PROVIDED RECORDS |
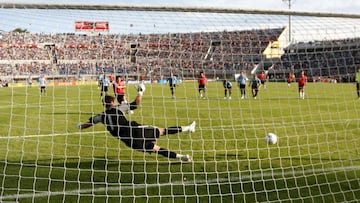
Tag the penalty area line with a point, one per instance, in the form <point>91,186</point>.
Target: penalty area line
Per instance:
<point>191,182</point>
<point>52,135</point>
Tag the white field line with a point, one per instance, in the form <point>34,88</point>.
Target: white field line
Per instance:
<point>186,183</point>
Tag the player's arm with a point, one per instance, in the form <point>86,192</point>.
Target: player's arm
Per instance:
<point>141,89</point>
<point>92,121</point>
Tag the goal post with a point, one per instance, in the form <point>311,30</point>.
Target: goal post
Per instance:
<point>45,157</point>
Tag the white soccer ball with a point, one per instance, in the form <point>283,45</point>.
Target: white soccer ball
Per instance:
<point>271,138</point>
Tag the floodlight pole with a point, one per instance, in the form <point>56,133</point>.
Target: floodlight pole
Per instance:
<point>288,2</point>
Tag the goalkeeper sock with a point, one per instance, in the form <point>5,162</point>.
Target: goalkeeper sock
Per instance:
<point>175,129</point>
<point>166,153</point>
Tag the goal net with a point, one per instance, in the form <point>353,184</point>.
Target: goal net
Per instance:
<point>45,157</point>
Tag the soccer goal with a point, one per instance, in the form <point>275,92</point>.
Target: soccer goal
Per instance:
<point>271,139</point>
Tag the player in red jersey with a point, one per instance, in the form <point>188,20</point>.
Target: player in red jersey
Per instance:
<point>120,89</point>
<point>302,80</point>
<point>112,81</point>
<point>290,79</point>
<point>262,78</point>
<point>202,81</point>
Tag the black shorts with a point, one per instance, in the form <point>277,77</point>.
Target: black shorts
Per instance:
<point>142,138</point>
<point>120,98</point>
<point>104,88</point>
<point>202,87</point>
<point>242,86</point>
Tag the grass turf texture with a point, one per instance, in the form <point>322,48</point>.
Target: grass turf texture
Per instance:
<point>43,157</point>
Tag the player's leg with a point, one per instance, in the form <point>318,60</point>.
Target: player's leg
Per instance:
<point>147,145</point>
<point>178,129</point>
<point>170,154</point>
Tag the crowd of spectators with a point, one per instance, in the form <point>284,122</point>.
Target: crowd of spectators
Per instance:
<point>82,54</point>
<point>158,54</point>
<point>336,59</point>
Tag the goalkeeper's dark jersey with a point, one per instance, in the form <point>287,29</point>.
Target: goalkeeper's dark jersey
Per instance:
<point>115,122</point>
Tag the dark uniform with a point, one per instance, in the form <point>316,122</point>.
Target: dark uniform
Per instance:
<point>133,134</point>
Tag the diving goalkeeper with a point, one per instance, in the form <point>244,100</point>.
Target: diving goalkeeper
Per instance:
<point>136,136</point>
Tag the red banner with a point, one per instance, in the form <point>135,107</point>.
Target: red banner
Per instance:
<point>91,26</point>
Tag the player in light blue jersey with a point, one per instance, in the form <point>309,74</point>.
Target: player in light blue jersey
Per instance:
<point>105,82</point>
<point>255,84</point>
<point>241,80</point>
<point>227,88</point>
<point>42,84</point>
<point>172,84</point>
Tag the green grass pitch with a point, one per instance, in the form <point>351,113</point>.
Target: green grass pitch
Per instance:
<point>44,158</point>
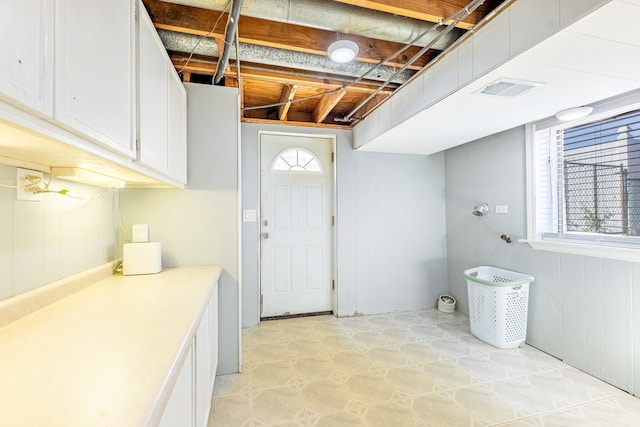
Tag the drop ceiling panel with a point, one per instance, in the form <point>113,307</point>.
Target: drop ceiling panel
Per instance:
<point>581,52</point>
<point>612,22</point>
<point>577,69</point>
<point>491,45</point>
<point>522,34</point>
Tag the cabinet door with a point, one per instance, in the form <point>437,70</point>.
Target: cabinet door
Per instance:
<point>177,127</point>
<point>153,147</point>
<point>179,410</point>
<point>94,71</point>
<point>26,49</point>
<point>213,333</point>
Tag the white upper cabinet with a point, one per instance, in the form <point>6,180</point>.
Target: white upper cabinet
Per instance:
<point>153,129</point>
<point>163,106</point>
<point>26,49</point>
<point>94,71</point>
<point>177,126</point>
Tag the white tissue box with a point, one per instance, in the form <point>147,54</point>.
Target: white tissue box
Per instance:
<point>141,258</point>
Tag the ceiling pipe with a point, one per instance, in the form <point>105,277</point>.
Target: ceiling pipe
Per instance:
<point>453,21</point>
<point>249,53</point>
<point>230,32</point>
<point>343,18</point>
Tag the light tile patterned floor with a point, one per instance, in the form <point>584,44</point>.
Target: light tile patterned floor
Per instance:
<point>421,368</point>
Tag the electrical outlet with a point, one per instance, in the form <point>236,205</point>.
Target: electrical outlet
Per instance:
<point>25,180</point>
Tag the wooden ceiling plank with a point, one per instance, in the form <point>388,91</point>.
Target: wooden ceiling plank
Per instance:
<point>432,11</point>
<point>326,104</point>
<point>288,92</point>
<point>196,21</point>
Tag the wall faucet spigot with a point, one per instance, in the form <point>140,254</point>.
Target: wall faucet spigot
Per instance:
<point>506,238</point>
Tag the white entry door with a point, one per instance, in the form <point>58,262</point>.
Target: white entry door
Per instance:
<point>296,224</point>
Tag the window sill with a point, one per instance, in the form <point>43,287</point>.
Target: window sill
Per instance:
<point>610,252</point>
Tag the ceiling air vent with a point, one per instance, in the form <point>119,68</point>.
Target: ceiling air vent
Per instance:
<point>509,88</point>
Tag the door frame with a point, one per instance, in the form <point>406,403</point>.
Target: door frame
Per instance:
<point>334,213</point>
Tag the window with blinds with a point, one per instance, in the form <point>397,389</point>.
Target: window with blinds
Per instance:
<point>588,180</point>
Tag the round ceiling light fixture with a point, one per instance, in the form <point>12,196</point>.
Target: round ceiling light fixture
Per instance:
<point>342,51</point>
<point>573,113</point>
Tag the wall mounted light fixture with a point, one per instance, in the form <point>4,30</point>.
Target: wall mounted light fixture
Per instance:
<point>86,176</point>
<point>342,51</point>
<point>573,113</point>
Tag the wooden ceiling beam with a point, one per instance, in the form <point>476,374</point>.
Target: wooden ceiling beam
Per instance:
<point>326,104</point>
<point>288,92</point>
<point>200,67</point>
<point>431,11</point>
<point>197,21</point>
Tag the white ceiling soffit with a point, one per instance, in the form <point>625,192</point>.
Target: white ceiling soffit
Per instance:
<point>595,58</point>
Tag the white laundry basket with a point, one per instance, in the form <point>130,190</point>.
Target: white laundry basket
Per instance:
<point>498,305</point>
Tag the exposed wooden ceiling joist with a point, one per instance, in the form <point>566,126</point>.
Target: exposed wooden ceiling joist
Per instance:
<point>284,74</point>
<point>432,11</point>
<point>200,22</point>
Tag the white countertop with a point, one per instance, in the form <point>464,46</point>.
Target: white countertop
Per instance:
<point>104,356</point>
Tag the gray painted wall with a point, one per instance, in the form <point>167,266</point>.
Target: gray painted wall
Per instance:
<point>199,226</point>
<point>581,309</point>
<point>390,227</point>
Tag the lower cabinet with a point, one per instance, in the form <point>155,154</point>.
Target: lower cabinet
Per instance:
<point>190,400</point>
<point>179,410</point>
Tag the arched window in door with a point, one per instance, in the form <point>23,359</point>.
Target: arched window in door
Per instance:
<point>296,160</point>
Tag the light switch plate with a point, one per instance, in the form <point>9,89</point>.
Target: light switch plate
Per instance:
<point>249,215</point>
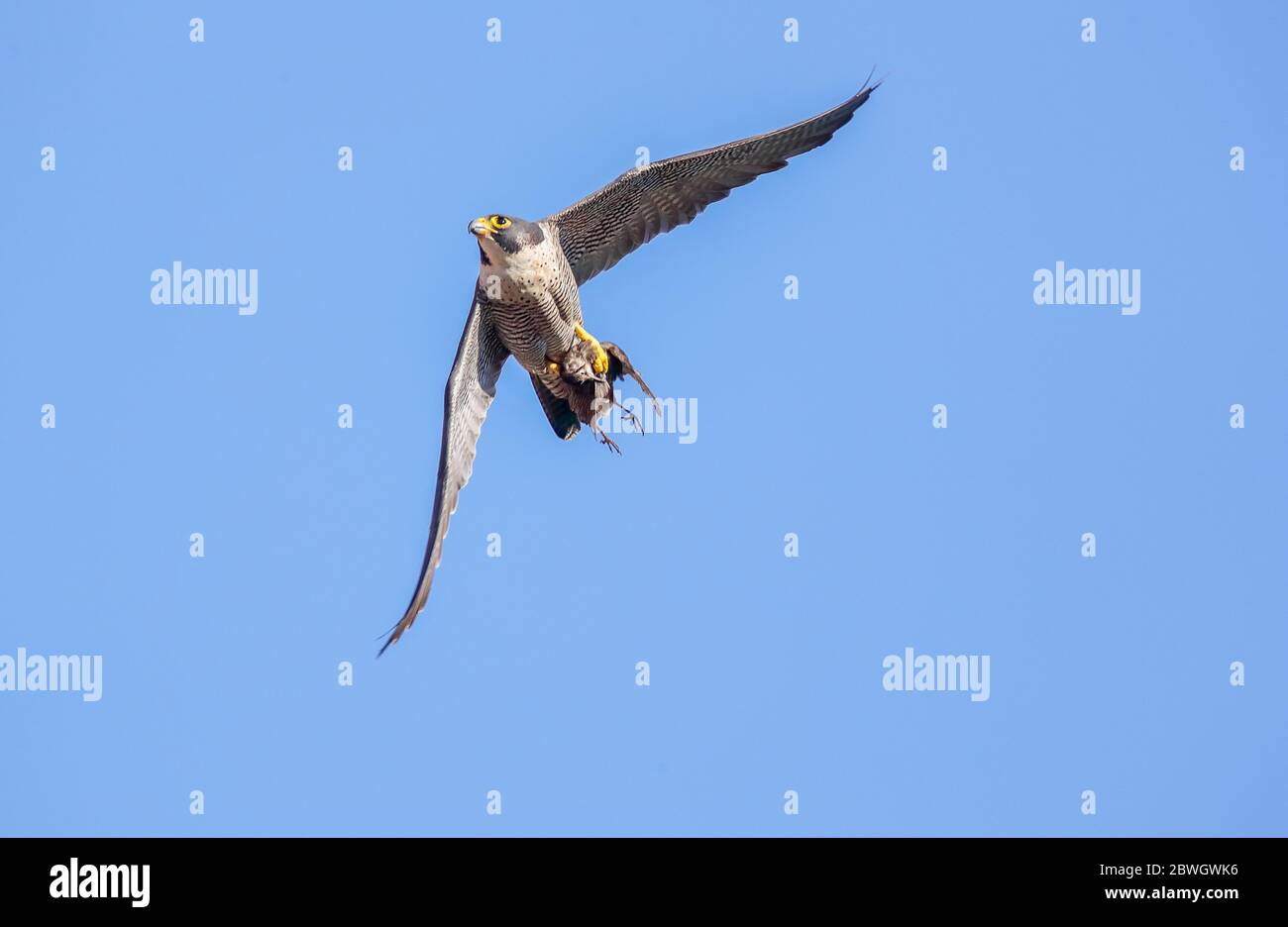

WHAT YOU WILL DO | Show every line of the records above that contains the word "painted", matching its case exactly.

RESULT OF THIS EXERCISE |
Tag the gray painted wall with a point, one per instance, in the form <point>167,266</point>.
Target: gray painted wall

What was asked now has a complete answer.